• Written problem: Render every line of the data below as a Markdown table with the columns "Row" and "Line", numbering the rows in order and omitting blank lines.

## START Data supplied

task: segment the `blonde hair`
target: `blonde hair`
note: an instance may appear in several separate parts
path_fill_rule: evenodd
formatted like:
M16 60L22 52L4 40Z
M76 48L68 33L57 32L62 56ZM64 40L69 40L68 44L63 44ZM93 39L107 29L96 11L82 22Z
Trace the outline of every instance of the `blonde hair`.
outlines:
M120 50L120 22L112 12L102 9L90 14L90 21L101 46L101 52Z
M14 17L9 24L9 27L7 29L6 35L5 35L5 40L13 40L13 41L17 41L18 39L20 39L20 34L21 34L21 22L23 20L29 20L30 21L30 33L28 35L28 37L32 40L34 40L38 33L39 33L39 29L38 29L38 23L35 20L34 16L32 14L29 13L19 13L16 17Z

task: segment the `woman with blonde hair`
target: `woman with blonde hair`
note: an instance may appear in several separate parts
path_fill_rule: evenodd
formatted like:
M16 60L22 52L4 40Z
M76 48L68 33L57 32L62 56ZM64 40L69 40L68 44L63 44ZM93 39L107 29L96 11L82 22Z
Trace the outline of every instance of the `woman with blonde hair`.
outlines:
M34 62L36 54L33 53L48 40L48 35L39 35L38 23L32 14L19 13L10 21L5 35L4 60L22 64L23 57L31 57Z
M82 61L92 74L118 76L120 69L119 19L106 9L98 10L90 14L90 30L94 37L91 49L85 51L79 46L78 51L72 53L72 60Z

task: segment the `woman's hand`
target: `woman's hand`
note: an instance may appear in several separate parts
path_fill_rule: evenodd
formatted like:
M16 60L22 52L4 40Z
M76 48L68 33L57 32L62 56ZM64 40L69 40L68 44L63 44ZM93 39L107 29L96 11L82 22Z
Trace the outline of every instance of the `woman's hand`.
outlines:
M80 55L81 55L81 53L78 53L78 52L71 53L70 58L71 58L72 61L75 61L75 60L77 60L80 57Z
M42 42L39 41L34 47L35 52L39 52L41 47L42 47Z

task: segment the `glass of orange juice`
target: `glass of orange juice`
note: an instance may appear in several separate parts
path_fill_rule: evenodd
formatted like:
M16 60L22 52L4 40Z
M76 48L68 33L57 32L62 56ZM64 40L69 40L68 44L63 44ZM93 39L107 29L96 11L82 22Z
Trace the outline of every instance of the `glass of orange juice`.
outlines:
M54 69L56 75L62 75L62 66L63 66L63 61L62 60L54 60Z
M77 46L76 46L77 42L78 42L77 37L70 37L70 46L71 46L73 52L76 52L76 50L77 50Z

## END Data supplied

• Complete response:
| Row | Line |
|---|---|
| 1 | task: segment the `blonde hair` |
| 2 | target: `blonde hair` |
| 3 | note: an instance may appear in several separate parts |
| 4 | path_fill_rule: evenodd |
| 5 | formatted like: |
| 6 | M16 60L22 52L4 40Z |
| 7 | M76 48L68 33L57 32L62 56ZM64 40L69 40L68 44L63 44ZM93 39L107 29L96 11L82 22Z |
| 8 | Trace the outline of every instance of the `blonde hair`. |
| 9 | outlines: |
| 10 | M120 50L120 22L112 12L102 9L90 14L90 21L101 46L101 52Z |
| 11 | M14 17L9 24L9 27L7 29L6 35L5 35L5 40L13 40L13 41L17 41L18 39L20 39L20 34L21 34L21 22L23 20L29 20L30 21L30 33L28 35L28 37L32 40L34 40L38 33L39 33L39 29L38 29L38 23L35 20L34 16L32 14L29 13L19 13L16 17Z |
| 12 | task: segment the `woman with blonde hair` |
| 13 | target: `woman with blonde hair` |
| 14 | note: an instance may appear in several separate parts |
| 15 | path_fill_rule: evenodd |
| 16 | formatted like: |
| 17 | M16 60L22 52L4 40Z |
| 18 | M76 48L68 33L57 32L62 56ZM64 40L69 40L68 44L63 44ZM93 39L107 29L96 11L82 22Z |
| 19 | Trace the outline of every instance of the `woman with blonde hair`. |
| 20 | outlines: |
| 21 | M34 62L36 54L33 53L48 40L48 35L39 35L38 23L32 14L19 13L10 21L5 35L4 60L22 64L23 57L31 57Z |
| 22 | M82 61L92 74L118 76L120 69L119 19L106 9L98 10L90 14L90 30L94 37L91 49L85 51L79 46L78 51L72 53L72 60Z |
| 23 | task: segment the `woman's hand` |
| 24 | target: `woman's hand` |
| 25 | note: an instance may appear in several separate parts |
| 26 | path_fill_rule: evenodd |
| 27 | formatted like: |
| 28 | M16 60L22 52L4 40Z |
| 29 | M76 48L68 33L57 32L62 56ZM64 40L69 40L68 44L63 44ZM93 39L107 29L96 11L82 22Z |
| 30 | Trace the outline of every instance of the `woman's hand`. |
| 31 | outlines: |
| 32 | M80 55L81 55L81 53L78 53L78 52L71 53L70 58L71 58L72 61L75 61L75 60L77 60L80 57Z |
| 33 | M42 42L39 41L34 47L35 52L39 52L41 47L42 47Z |
| 34 | task: segment the `glass of orange juice` |
| 35 | target: `glass of orange juice` |
| 36 | note: an instance may appear in several separate parts |
| 37 | path_fill_rule: evenodd |
| 38 | formatted like: |
| 39 | M16 60L22 52L4 40Z |
| 40 | M76 48L68 33L57 32L62 56ZM64 40L69 40L68 44L63 44ZM93 39L107 29L96 11L82 22Z |
| 41 | Trace the outline of every instance of the `glass of orange juice`. |
| 42 | outlines: |
| 43 | M54 69L56 75L62 75L62 66L63 66L63 61L62 60L54 60Z |
| 44 | M77 46L76 46L77 42L78 42L77 37L70 37L70 46L71 46L73 52L76 52L76 50L77 50Z |